= About this task =
Would you give the data below back exactly as it reads?
Exercise data below:
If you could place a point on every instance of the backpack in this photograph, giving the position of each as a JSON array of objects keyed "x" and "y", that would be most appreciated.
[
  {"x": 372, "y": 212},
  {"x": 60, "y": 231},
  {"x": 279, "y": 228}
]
End of Exercise data.
= The answer =
If you could place a point on every instance of the backpack in this photograph, giving the position of each as a JSON array of objects keyed "x" and "y", that would be most appreciated.
[
  {"x": 372, "y": 212},
  {"x": 60, "y": 231},
  {"x": 279, "y": 228}
]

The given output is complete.